_THE PROBLEM_: A word-for-word transcription of all the data is required.

_PROVIDED RECORDS_:

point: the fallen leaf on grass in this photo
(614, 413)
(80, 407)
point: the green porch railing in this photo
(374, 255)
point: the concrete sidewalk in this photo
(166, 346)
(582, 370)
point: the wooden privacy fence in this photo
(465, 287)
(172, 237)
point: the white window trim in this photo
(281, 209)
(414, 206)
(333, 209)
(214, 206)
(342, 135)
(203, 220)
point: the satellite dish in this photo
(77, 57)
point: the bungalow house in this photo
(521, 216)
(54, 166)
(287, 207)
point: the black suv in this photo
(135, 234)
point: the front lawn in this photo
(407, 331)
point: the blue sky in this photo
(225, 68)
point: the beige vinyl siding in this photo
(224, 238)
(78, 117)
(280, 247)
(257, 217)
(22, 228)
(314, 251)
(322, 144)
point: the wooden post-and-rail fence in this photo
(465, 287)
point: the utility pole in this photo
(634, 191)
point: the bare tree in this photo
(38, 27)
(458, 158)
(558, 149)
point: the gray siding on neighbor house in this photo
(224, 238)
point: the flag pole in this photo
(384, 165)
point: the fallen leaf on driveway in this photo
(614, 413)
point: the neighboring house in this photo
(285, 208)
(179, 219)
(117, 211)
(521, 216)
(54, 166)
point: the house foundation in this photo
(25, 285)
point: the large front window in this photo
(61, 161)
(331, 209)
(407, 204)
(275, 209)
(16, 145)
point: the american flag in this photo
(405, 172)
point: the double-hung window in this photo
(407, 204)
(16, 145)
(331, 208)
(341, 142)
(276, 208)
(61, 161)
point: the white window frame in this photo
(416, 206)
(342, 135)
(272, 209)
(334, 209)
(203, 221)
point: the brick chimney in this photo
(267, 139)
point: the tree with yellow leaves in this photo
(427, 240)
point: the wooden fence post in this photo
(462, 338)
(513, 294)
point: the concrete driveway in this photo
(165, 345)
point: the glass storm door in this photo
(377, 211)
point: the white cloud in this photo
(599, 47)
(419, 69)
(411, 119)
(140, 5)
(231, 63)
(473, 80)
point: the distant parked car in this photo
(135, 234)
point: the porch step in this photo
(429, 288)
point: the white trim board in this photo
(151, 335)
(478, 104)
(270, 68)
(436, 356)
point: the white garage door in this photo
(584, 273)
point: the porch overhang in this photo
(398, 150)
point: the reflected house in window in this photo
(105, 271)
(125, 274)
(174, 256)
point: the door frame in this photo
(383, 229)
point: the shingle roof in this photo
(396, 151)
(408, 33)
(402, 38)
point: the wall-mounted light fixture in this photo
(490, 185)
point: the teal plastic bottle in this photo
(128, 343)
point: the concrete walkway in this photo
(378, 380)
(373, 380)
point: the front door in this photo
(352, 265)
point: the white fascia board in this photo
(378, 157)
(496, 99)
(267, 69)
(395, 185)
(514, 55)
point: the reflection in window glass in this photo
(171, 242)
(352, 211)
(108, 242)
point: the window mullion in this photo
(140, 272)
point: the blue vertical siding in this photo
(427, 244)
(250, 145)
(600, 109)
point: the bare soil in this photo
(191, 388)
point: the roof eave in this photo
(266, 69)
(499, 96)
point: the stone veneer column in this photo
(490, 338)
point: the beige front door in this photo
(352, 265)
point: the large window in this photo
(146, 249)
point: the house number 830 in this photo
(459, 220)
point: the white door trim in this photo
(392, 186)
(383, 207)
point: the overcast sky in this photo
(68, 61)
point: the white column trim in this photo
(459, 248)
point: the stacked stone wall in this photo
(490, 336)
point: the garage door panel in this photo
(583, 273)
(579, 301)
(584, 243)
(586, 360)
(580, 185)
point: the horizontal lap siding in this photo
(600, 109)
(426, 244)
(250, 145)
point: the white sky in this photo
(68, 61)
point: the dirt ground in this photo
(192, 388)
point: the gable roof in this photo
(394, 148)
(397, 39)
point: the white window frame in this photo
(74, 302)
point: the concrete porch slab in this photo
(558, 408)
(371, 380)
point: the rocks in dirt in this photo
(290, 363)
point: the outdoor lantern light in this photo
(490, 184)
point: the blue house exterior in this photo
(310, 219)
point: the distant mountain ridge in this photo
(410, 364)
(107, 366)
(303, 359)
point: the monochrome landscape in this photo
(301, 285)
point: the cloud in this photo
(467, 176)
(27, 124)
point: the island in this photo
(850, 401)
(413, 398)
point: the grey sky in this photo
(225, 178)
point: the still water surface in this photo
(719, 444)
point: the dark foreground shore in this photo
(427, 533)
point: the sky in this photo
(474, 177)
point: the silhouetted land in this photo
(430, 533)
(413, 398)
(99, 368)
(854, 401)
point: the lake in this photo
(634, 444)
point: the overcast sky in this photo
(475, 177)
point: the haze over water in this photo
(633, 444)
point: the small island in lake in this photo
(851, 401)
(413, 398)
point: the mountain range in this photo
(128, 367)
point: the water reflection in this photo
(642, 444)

_OUTPUT OF THE TASK_:
point: the fallen leaf on grass in this photo
(614, 413)
(80, 407)
point: the green porch railing in this photo
(374, 255)
point: the concrete sidewalk in this photo
(166, 346)
(582, 370)
point: the wooden privacy fence in this photo
(465, 287)
(172, 237)
point: the white window trim in this photo
(281, 209)
(414, 206)
(333, 209)
(214, 206)
(342, 135)
(203, 220)
point: the satellite dish in this photo
(77, 57)
point: the bungalow house in this photo
(521, 216)
(54, 166)
(287, 207)
point: the black suv in this photo
(135, 234)
point: the front lawn in this photo
(407, 331)
point: the blue sky in this photo
(225, 68)
point: the beige vinyl siding in this photo
(224, 238)
(78, 117)
(280, 247)
(257, 217)
(22, 228)
(314, 251)
(322, 144)
point: the wooden post-and-rail fence in this photo
(465, 287)
point: the utility pole in this photo
(634, 191)
point: the bare tree in this photo
(38, 27)
(458, 158)
(558, 149)
point: the gray siding on neighbor house in this photo
(224, 238)
point: the flag pole in this photo
(384, 165)
point: the fallen leaf on driveway in this photo
(614, 413)
point: the neighboring house in this photo
(285, 208)
(179, 219)
(117, 211)
(521, 216)
(54, 166)
point: the house foundation in this photo
(25, 285)
point: the large front window in this photo
(61, 161)
(331, 209)
(407, 204)
(275, 209)
(16, 145)
point: the american flag in this photo
(405, 172)
point: the double-hung window in this photo
(407, 204)
(16, 145)
(331, 208)
(341, 142)
(276, 208)
(61, 161)
point: the white window frame in this photo
(416, 206)
(342, 135)
(272, 209)
(334, 209)
(203, 221)
point: the brick chimney in this photo
(267, 139)
point: the tree with yellow leaves in this photo
(427, 240)
point: the wooden fence post in this photo
(462, 338)
(513, 294)
point: the concrete driveway in this photo
(165, 345)
point: the glass storm door in this photo
(377, 211)
point: the white cloud in this photo
(599, 47)
(419, 69)
(411, 119)
(140, 5)
(231, 63)
(473, 80)
point: the distant parked car in this photo
(135, 234)
point: the porch step in this photo
(429, 288)
point: the white trim board in this photo
(151, 335)
(478, 104)
(270, 68)
(436, 356)
point: the white garage door in this photo
(584, 273)
point: the porch overhang in this photo
(398, 150)
point: the reflected house in window in this photo
(105, 271)
(125, 274)
(174, 256)
point: the door frame in this photo
(383, 229)
point: the shingle roof in this photo
(396, 151)
(408, 33)
(402, 38)
point: the wall-mounted light fixture in this photo
(490, 185)
point: the teal plastic bottle in this photo
(128, 343)
point: the concrete walkway in this photo
(378, 380)
(373, 380)
point: the front door in this photo
(352, 265)
point: the white fascia board in this photo
(378, 157)
(496, 99)
(267, 69)
(395, 185)
(514, 55)
point: the reflection in window glass in this photo
(171, 242)
(352, 211)
(108, 242)
point: the window mullion in this photo
(140, 272)
point: the blue vertical siding in this photo
(427, 244)
(250, 145)
(600, 109)
point: the bare soil in this photo
(191, 388)
point: the roof eave in this photo
(266, 69)
(499, 96)
point: the stone veneer column in this photo
(490, 338)
point: the beige front door in this photo
(352, 265)
point: the large window in this photo
(146, 249)
point: the house number 830 in this photo
(459, 220)
point: the white door trim in this photo
(392, 186)
(383, 207)
point: the overcast sky in this photo
(68, 61)
point: the white column trim in this photo
(459, 248)
point: the stacked stone wall in this photo
(490, 336)
point: the garage door panel in this photo
(583, 273)
(579, 301)
(584, 243)
(586, 360)
(580, 185)
point: the horizontal lap siding in this photo
(600, 109)
(426, 244)
(250, 145)
point: the white sky in this photo
(68, 61)
point: the dirt ground in this photo
(192, 388)
point: the gable roof in this photo
(394, 148)
(397, 39)
point: the white window frame in this photo
(74, 302)
point: the concrete porch slab in this photo
(558, 408)
(371, 380)
point: the rocks in dirt in this photo
(290, 363)
point: the outdoor lantern light in this photo
(490, 184)
point: the blue house exterior in this photo
(310, 219)
point: the distant mountain ridge in this photo
(410, 364)
(107, 366)
(303, 359)
point: the monochrome landscape in this photo
(301, 285)
point: the cloud in this photo
(467, 176)
(27, 124)
point: the island in this photo
(850, 401)
(413, 398)
point: the grey sky in this photo
(225, 178)
point: the still water surface in this photo
(719, 444)
point: the dark foreground shore in this photo
(427, 533)
point: the sky in this photo
(474, 177)
point: the silhouetted land in this photo
(430, 533)
(413, 398)
(99, 368)
(854, 401)
point: the lake in this photo
(634, 444)
point: the overcast sky in this photo
(475, 177)
point: the haze over water in this photo
(633, 444)
point: the small island in lake in this photo
(851, 401)
(413, 398)
point: the mountain range in this photo
(128, 367)
point: the water reflection in this photo
(642, 444)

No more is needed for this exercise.